## Work order:
The expected answer is the data below, retyped exactly.

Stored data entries
○ ○ ○ ○ ○ ○ ○

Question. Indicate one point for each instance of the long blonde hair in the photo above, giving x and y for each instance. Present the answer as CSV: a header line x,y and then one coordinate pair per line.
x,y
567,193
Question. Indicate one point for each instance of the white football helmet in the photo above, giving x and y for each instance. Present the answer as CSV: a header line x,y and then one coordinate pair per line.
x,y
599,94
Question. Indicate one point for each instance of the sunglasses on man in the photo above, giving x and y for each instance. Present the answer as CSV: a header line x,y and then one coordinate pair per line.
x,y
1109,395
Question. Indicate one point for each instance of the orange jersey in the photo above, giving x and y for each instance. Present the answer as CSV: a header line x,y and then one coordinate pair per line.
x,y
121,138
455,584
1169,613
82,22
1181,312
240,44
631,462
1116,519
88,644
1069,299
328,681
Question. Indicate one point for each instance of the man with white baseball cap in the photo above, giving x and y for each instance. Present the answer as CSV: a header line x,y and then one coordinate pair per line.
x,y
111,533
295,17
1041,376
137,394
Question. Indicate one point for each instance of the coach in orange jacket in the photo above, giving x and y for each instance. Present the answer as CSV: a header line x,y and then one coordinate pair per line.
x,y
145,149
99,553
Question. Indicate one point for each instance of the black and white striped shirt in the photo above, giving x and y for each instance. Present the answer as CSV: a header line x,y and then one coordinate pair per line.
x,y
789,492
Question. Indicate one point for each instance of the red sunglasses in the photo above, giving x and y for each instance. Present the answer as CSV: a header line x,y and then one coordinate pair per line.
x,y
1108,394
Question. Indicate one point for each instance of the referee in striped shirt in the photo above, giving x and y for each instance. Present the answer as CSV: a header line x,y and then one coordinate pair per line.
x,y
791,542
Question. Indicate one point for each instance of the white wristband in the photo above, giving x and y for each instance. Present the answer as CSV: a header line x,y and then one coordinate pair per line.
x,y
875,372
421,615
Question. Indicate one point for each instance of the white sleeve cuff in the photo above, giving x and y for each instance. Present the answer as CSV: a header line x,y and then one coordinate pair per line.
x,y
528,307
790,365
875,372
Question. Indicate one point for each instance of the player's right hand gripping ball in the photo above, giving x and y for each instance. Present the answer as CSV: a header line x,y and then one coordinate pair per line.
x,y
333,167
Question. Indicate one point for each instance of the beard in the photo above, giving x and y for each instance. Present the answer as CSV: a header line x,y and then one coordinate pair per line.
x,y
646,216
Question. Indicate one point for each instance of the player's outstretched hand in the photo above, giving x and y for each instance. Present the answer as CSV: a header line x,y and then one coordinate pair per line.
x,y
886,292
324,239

○ ○ ○ ○ ○ ○ ○

## Completed task:
Question. Indicate one point for each instance of the long blonde hair in the photo above, giving x and y for each instance. Present the answer as CSV: a header line x,y and then one coordinate pair per line.
x,y
567,193
Question. Indicate one point for each instance of the white football helmet in the photo above, giving x and y for each instance. Present the answer as CSV: a header line x,y and then one coordinate pair per line.
x,y
599,94
Question. Indicate one point for each instance of the sunglasses on man in the photo above, giving x and y for each instance. Present the answer as CSV: a header line x,y and then one coordinate pair per line.
x,y
1109,395
Question. Indicate one point for each instance of the orange jersey in the photo above, giving x and y for each instance. Present the answer as CSV: a header line x,y and then one coordinate pair per line.
x,y
121,138
455,584
1169,613
82,22
1181,312
240,44
631,462
1116,519
88,644
1069,299
328,681
Question. Indicate one point for each instance of the man with white baseball cap in the photo above, giving x and y for each instance. Present the answer as CSV: a header line x,y and then one coordinate pair per line.
x,y
111,533
295,17
1041,376
137,394
Question. Indicate one point for each instance of the coach in orange jacket in the photo above, giving x and y for each instance. Present the answer as CSV: a header line x,y and then one coordinate pair per line.
x,y
145,149
99,553
Question. Indicate one point for each instance of the black and white striped shirt in the photo above, giving x and y for each instance. Present the answer as CSV: a header line x,y and then one coordinate pair per line.
x,y
789,492
Question. Indicate one point for each instance of the red sunglasses in the photo above, giving x and y for each instance. Present the answer as CSV: a header line x,y and then one coordinate pair per line.
x,y
1108,394
Question. Indicate one point for each instance of the referee in striped shirt in the photo above, giving x and y for each instance. Present the answer as CSV: a header line x,y and then one coordinate pair per line.
x,y
791,542
Question. Indicate one point for each instance of the white wristband in the photo above, giving x and y for each instance. Present the answer as CSV: a header line x,y and then one coordinate pair per line.
x,y
875,372
421,615
Question. Indicate one point for each instance of the white sleeve cuff in the photo above, giving x and y for each instance. Present the answer as CSV: a header line x,y and then one coordinate pair per line.
x,y
528,307
790,365
875,372
Question. Indicate one point for each instance of the player's right hand gripping ball in the photo above, giving x and y for each instance. Present the answer as CSV: a header line x,y and then one coordinate pair per line.
x,y
333,167
Question. Indicate one point for each instance of the beard in the photo above, giving x and y for each instance. Present the answer as CSV: a header line x,y and then one coordinate pair per line.
x,y
646,216
Question. Indicate one point for each instance of the player's outstretched hand in the photo above, giving x and y for each instance. Present the answer as CSV: a header line x,y and then one coordinate pair per line.
x,y
886,292
324,239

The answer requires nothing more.